[Detection examples]
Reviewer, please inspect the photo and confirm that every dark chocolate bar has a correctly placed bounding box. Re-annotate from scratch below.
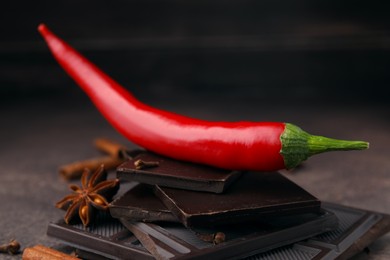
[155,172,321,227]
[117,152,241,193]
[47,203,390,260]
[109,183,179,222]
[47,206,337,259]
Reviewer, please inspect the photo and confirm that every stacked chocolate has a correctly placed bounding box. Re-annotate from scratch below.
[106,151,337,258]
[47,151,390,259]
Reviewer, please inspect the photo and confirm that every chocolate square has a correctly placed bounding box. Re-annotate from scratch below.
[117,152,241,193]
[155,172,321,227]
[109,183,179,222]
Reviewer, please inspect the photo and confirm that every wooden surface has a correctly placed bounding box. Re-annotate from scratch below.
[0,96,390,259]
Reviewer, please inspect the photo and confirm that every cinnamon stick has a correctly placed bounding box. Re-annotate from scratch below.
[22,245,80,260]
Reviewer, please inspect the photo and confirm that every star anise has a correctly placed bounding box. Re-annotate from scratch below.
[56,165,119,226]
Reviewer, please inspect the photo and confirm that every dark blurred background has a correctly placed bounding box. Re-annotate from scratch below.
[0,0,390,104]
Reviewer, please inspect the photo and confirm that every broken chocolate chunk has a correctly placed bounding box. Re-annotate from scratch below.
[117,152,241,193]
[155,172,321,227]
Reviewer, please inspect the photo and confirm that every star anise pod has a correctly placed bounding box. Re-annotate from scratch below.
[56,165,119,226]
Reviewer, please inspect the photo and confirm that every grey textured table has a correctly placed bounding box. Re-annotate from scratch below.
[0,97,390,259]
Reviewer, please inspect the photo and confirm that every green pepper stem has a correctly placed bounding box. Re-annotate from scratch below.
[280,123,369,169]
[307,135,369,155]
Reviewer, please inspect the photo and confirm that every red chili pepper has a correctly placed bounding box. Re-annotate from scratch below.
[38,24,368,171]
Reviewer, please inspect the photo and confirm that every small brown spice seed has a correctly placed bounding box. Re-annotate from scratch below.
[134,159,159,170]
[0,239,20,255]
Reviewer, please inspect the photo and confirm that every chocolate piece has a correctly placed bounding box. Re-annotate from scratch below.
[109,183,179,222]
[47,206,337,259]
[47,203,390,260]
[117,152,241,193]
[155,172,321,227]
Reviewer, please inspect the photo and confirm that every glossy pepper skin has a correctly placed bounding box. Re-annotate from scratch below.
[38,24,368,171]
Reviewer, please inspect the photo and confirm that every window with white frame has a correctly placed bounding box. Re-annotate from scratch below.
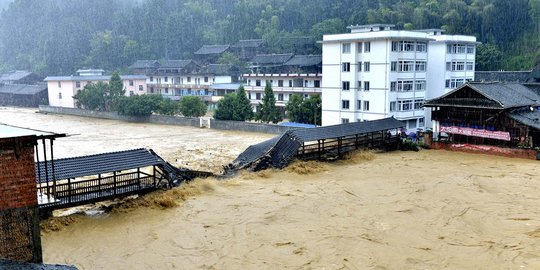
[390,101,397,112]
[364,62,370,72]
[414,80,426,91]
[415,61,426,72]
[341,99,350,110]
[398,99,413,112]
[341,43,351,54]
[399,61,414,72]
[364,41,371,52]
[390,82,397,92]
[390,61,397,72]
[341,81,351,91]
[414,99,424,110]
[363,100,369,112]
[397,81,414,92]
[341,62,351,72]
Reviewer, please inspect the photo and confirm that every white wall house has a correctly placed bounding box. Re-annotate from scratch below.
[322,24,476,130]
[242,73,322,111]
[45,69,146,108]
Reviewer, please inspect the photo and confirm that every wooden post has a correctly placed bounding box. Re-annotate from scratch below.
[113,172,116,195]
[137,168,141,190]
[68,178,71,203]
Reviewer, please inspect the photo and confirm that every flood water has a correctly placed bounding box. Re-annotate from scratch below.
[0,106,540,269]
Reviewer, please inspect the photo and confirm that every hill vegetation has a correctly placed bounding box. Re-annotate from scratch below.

TASK STATEMENT. Output each line of the material above as a Markdown table with the columns Row and Line, numbering the rows and skipping blank lines. Leave the pictures out of the answer.

RESULT BELOW.
| Row | Line |
|---|---|
| 1 | Reviewer, please inspect the photo and confirm that every dark chocolate bar has a correctly placed bounding box. Re-annotate from scratch below. |
| 2 | [155,172,321,227] |
| 3 | [117,152,241,193] |
| 4 | [47,203,390,260] |
| 5 | [109,183,179,222] |
| 6 | [47,206,337,259] |
| 7 | Reviewer, please inspect the photo and confirm that every stacked chocolate has a correctly placed bounding box. Re-annotate from scratch below. |
| 8 | [106,151,337,258] |
| 9 | [47,151,390,259] |
| 10 | Reviewer, please inspect the photo and confirm that every chocolate square has a correctly placed bounding box. Re-annotate from scratch below. |
| 11 | [117,152,241,193] |
| 12 | [155,172,321,227] |
| 13 | [109,183,179,222] |
| 14 | Reviewer, please inspect the photo and confirm that every wooden surface has a correctly placed bounding box. Re-annotate from scratch below. |
| 15 | [0,96,390,259] |
| 16 | Reviewer, please inspect the photo and confirm that every cinnamon stick has a correctly placed bounding box. Re-annotate from scratch below. |
| 17 | [22,245,80,260] |
| 18 | Reviewer, please inspect the photo and confirm that every star anise has a correctly placed bounding box. Re-annotate from scratch below. |
| 19 | [56,165,119,226] |
| 20 | Reviewer, please inspect the photo and confirm that every dark blurred background has a correctly placed bounding box. Re-annotate from scratch below. |
| 21 | [0,0,390,104] |
| 22 | Reviewer, please inspect the photo and confirm that every broken chocolate chunk has a correctly placed bounding box. Re-annotate from scratch below. |
| 23 | [117,152,241,193] |
| 24 | [155,172,321,227] |
| 25 | Reviewer, please inspect the photo and confirm that every star anise pod has a correctly placed bounding box. Re-annotate from scratch below. |
| 26 | [56,165,119,226] |
| 27 | Reviewer, please inspect the photo and confirm that every grey textured table has a correctly placed bounding box. Re-annotate from scratch below. |
| 28 | [0,97,390,259] |
| 29 | Reviewer, please inspect the photo and confirm that every green pepper stem has a correctly placed bounding box. Re-annotate from scratch below. |
| 30 | [280,123,369,169] |
| 31 | [307,135,369,155] |
| 32 | Reviewer, please inspect the photo and confirm that every red chili pepper has a correctly placed bounding box. Re-annotate from scratch below. |
| 33 | [38,24,368,171] |
| 34 | Reviewer, please inspect the photo and confirm that every small brown spice seed has a correctly placed bounding box. Re-annotate from scratch below. |
| 35 | [134,159,159,170] |
| 36 | [0,239,20,255] |
| 37 | Reviewer, please inspect the photo and confirm that every chocolate piece has a correctly placed bounding box. Re-annotate from scratch below. |
| 38 | [109,183,179,222] |
| 39 | [47,206,337,259] |
| 40 | [47,203,390,260] |
| 41 | [117,152,241,193] |
| 42 | [155,172,321,227] |
| 43 | Reviewer, please inspect the photo and confirm that every glossy pepper skin has a correctly placed bounding box. Re-annotate from scratch below. |
| 44 | [38,24,368,171] |
| 45 | Reviewer, please inspect the photo and confirm that every window with white frame has a correctly placed bounding box. Re-annotate from scratch below. |
| 46 | [390,101,397,112] |
| 47 | [364,62,370,72] |
| 48 | [414,80,426,91] |
| 49 | [415,61,426,72] |
| 50 | [341,99,350,110] |
| 51 | [398,99,413,112] |
| 52 | [341,43,351,54] |
| 53 | [399,61,414,72] |
| 54 | [364,41,371,52] |
| 55 | [390,82,397,92] |
| 56 | [390,61,397,72] |
| 57 | [341,81,351,91] |
| 58 | [414,99,424,110] |
| 59 | [363,100,369,112] |
| 60 | [397,81,414,92] |
| 61 | [341,62,351,72] |
| 62 | Reviewer, please inspect the photo and confirm that every white wall house has a correctly placed bounding box. Re-annotate from scratch below. |
| 63 | [322,24,476,130] |
| 64 | [242,73,322,111] |
| 65 | [45,69,146,108] |
| 66 | Reviewer, please inspect the photo and confirm that every wooden post has a correctly placed bounding box. Re-annotate from scratch below. |
| 67 | [113,172,116,195] |
| 68 | [137,168,141,190] |
| 69 | [68,178,71,203] |
| 70 | Reviewer, please inspect the photo and confirm that every flood water has a correctly placed bounding box. Re-annotate from scratch below. |
| 71 | [0,106,540,269] |
| 72 | Reviewer, please inspect the photo and confirm that every hill vegetation has a correctly placed bounding box. Re-annotate from scratch below. |